**Série d'exercices**
1 – Traduisez en anglais cette phrase du récit sur les bouquinistes des quais de Seine : « Ils sont aujourd'hui près de neuf-cents à bénéficier d'un statut particulier. »
2 – Prolongez le récit sur les bouquinistes des quais de Seine en reprenant juste après sa dernière phrase.

**Bloc de texte**

Le rêve du chineur
Publié le 5 octobre 2017
(695 lectures)
Dans les années 80/90, alors que j'avais la quarantaine, j'officiais dans une grande compagnie française.
Ces trusts internationaux étaient tous atteints du même
syndrome, la "réunionite", ce qui nous obligeait, nous les provinciaux, à "monter" à Paris, deux fois par mois en moyenne.
En ce qui me concernait, c'était un plaisir renouvelé.
Notre capitale est une mégapole comparable à nulle autre, à tous points de vue, elle possède une atmosphère si particulière, qui vous saisit dès qu'on y pose les pieds.
La ville lumière qui jamais ne s'arrête de vivre, vous envoûte à votre corps défendant.
À chacun de mes déplacements, je me réservais coûte que coûte une plage horaire pour aller rendre visite à mes amis bouquinistes des quais de Seine.
Ces libraires de livres anciens et d'occasion, ont un point commun : leur culture, leur goût pour la littérature, leur bagout et leur gouaille locale.
Ils sont aujourd'hui près de neuf-cents à bénéficier d'un statut particulier.
Cet ensemble de professionnels constitue un patrimoine mondial inscrit sous la protection de l'UNESCO, depuis 1991.
(leur emblème : un lézard regardant une épée.)
Ils font la curiosité des touristes étrangers, créant ainsi un microcosme de connaisseurs où l'on peut entendre toutes les langues du monde : notre planète condensée en trois kilomètres sur les rives de la Seine, entre le pont Marie et le Louvre d'un côté, et de l'autre, la Tournelle et le quai Voltaire.
Pour l'heure, dans cet univers, j'évoluais avec fièvre, à la recherche de ma pépite, tel l'orpailleur muni de sa battée.
Pour "trois francs six sous", je ne revenais jamais bredouille.
Deux heures de TGV pour rejoindre Lyon, le temps qu'il me fallait pour dévorer ma trouvaille du jour.
Un après-midi de septembre, alors que je fouillais, je m'arrêtais en admiration devant une collection complète en six volumes du Littré.
J'en pris un, l'examinais sous toutes les coutures.
Un état de conservation parfait.
(il faut préciser que cette édition datant de 1977 n'était pas encore marquée par les stigmates de la vieillesse)
Le vieux Monsieur derrière son éventaire, sosie d'Einstein, l'imitant parfois en tirant la langue pour amuser autant que pour attirer le chaland, m'observait avec malice.
Je poursuivais mon inspection, les dorures, la jaquette, avaient été entretenues avec minutie.
J'ouvris un exemplaire fébrilement, et en lus un passage.
Cet ouvrage représentait mon rêve de chineur.
Émile Littré (1801/1881), médecin de son état, amoureux, passionné du parler français, eut l'idée de créer un dictionnaire qui devait comporter :
La nomenclature,
La grammaire,
La signification des mots,
La partie historique,
L'étymologie.

**Documents fournis**

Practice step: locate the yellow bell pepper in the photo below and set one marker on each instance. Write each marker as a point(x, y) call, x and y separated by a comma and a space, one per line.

**En réponse**
1 – Today, nearly nine hundred of them enjoy a special status.

2 –
Devant l'ampleur de la tâche, il faillit y renoncer.
Les éditions Hachette lui proposèrent de le rémunérer, et de lui adjoindre des érudits et scientifiques bénévoles, pour l'aider dans cette gigantesque entreprise.
C'est en 1841 que cette monographie parut enfin.
Elle eut un succès inégalé.
Tout le monde se devait de détenir ce trésor, qui traitait de l'origine de chaque mot, établie par la comparaison des mêmes formes dans le français, le patois, l'espagnol, l'italien, le provençal et le languedocien.
Je replaçais cette rareté où je l'avais prise.
Il fallait que j'arrête de me torturer, car vraisemblablement, son coût ne me permettrait pas de réaliser mon rêve.
"Einstein" voulut connaître mon appréciation.
"- Ils sont beaux, n'est-ce pas ?
"
- Oh ! Oui, ils sont magnifiques, mais je n'ai pas les moyens de me les offrir.
- En liquide, sur vous, de combien disposez-vous ?
- Environ cinq cents francs.
"
- Si cela vous convient, pour cette somme, ils sont à vous."
"
Je n'en croyais pas mes oreilles, "Einstein" se payait ma tête...
Quand je l'ai vu prendre sous sa table une boite en carton rigide, envelopper avec précaution chacun des six volumes avec du papier de soie et les y ranger soigneusement, j'ai commencé à y croire, mon cœur battait la chamade, et dans un élan incontrôlé, j'ai pris ce vieil homme dans mes bras, pour lui "plaquer" deux poutous sonores.
"- Holà !" me dit-il, "du calme mon garçon, j'ai une réputation à tenir moi."
Nous partîmes dans un grand éclat de rire.
Mon rêve se réalisait, j'étais sur un petit nuage.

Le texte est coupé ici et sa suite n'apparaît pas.